#### Document section:
::::::::

Posted: Jul 01, 2015 1:57 am
by Leucius Charinus
Spearthrower wrote:
Leucius Charinus wrote: *snip*

Anyway that's something I put together some time ago but looks like it fits the discussion of the OP.

Criticisms are welcomed.




Great post! :cheers:

It's 2am, and I expect my brain's not really going to explain this well, but the one key element that I feel lacking in your model is something indicating that the process continues looping around and around over the years and generations as new evidence comes to light.


Thanks for making that point. It's probably not clear from the diagram but the process being described is supposed to be completely dynamic. That is, it is iterative. Change one hypothesis and the hypothetical conclusion could change. Add one new item of evidence, allocate hypotheses about that item, and then rerun the process again. ETC ETC ETC. The schematic was designed to represent a computer simulation and as such is dynamic. That was the intention.


The 'theoretical conclusions' don't exist in a bubble, isolated from the past, and nor, really, do the items of evidence; they exist within a tradition or a paradigm where 'theoretical conclusions' will tend to amass and be consilient with each other, but a new discovery can throw them all out or transform them beyond recognition.

::::::::

#### Extracted material:
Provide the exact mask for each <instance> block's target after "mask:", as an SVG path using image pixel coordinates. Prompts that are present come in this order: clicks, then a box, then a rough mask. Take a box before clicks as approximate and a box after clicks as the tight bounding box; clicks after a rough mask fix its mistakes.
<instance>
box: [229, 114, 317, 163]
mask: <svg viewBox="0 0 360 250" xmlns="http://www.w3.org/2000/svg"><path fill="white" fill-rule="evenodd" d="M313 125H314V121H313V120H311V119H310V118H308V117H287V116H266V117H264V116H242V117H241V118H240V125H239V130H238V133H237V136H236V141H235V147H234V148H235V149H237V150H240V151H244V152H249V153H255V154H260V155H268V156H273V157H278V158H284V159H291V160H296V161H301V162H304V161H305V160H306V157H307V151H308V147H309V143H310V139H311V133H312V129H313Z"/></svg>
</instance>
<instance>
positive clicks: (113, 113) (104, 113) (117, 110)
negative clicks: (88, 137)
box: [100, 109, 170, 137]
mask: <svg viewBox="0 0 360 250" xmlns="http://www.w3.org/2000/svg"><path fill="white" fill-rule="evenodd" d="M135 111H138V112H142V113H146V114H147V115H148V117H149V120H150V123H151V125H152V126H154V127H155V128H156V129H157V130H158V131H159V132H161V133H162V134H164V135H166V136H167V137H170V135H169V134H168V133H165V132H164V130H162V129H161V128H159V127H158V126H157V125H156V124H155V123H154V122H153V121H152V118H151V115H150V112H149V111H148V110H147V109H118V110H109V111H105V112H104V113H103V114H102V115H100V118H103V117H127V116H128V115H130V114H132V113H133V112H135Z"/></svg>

::::::::

#### What to do:
#1 Decide whether each statement below agrees with the forum exchange about the evidence diagram. Answer yes or no for each, and quote the words from the exchange that decide it.
(a) One writer says it is 2am at the time of writing.
(b) The schematic was designed to represent a printed flowchart.
(c) The diagram's author invited criticism.
#2 Answer these questions from the forum exchange about the evidence diagram. Put each answer on its own line, marked to match its question.
(a) On what date was the post made?
(b) Which single word is used to restate that the process is "completely dynamic"?
(c) According to the final paragraph, what can a new discovery do to the 'theoretical conclusions'?
#3 Carry the forum exchange about the evidence diagram forward, starting right after its last sentence.

#### Outputs by task:
#1
(a) Yes: "It's 2am, and I expect my brain's not really going to explain this well"
(b) No: "The schematic was designed to represent a computer simulation and as such is dynamic."
(c) Yes: "Criticisms are welcomed."

#2
(a) Jul 01, 2015
(b) Iterative
(c) It can throw them all out or transform them beyond recognition.

#3
I totally agree that the theoretical conclusions can and do influence the selection of hypotheses one chooses to be associated with the evidence items. This aspect of the process is not really made explicit in the schematic of the process, and perhaps it should be. Theoretical conclusions obviously - via consilience - will ultimately begin to influence researchers to select those hypotheses (associated with the evidence) which generate known conclusions. The question then needs to be asked whether there is also a process of consilience in the selection of hypotheses. And there obviously are many such examples of consensus.

And yes, the schematic does allow the entry of new evidence and the mandatory creation of hypotheses to represent this new evidence in the system before the entire set (along with the new hypotheses about new evidence) is submitted to the process of deriving a new hypothetical conclusion.

While the model obviously hopes to simplify this chaotic function of thousands of human minds over generations, perhaps a simple arrow from theoretical conclusions back to the evidence would be enough to suggest that the value of these conclusions are dependent on future corroborating or falsifying evidence and, as such, are all provisional.


I will take that observation on board because the process described is completely iterative - change one hypothesis and rerun, tweak another hypothesis and rerun, introduce a new hypothesis on old evidence, or a new hypothesis about new evidence and rerun.


I guess the basic question is this: Should the hypothetical conclusions feed back into the series of hypotheses being used as input. In theory probably not. But in practice, they obviously can and do feed back. This is how I see it at the moment. Some people for example could begin the process with a hypothetical conclusion and then examine how the hypotheses might be arranged and defined in order to reach such a conclusion. Is this still doing history?



Thanks for your comments.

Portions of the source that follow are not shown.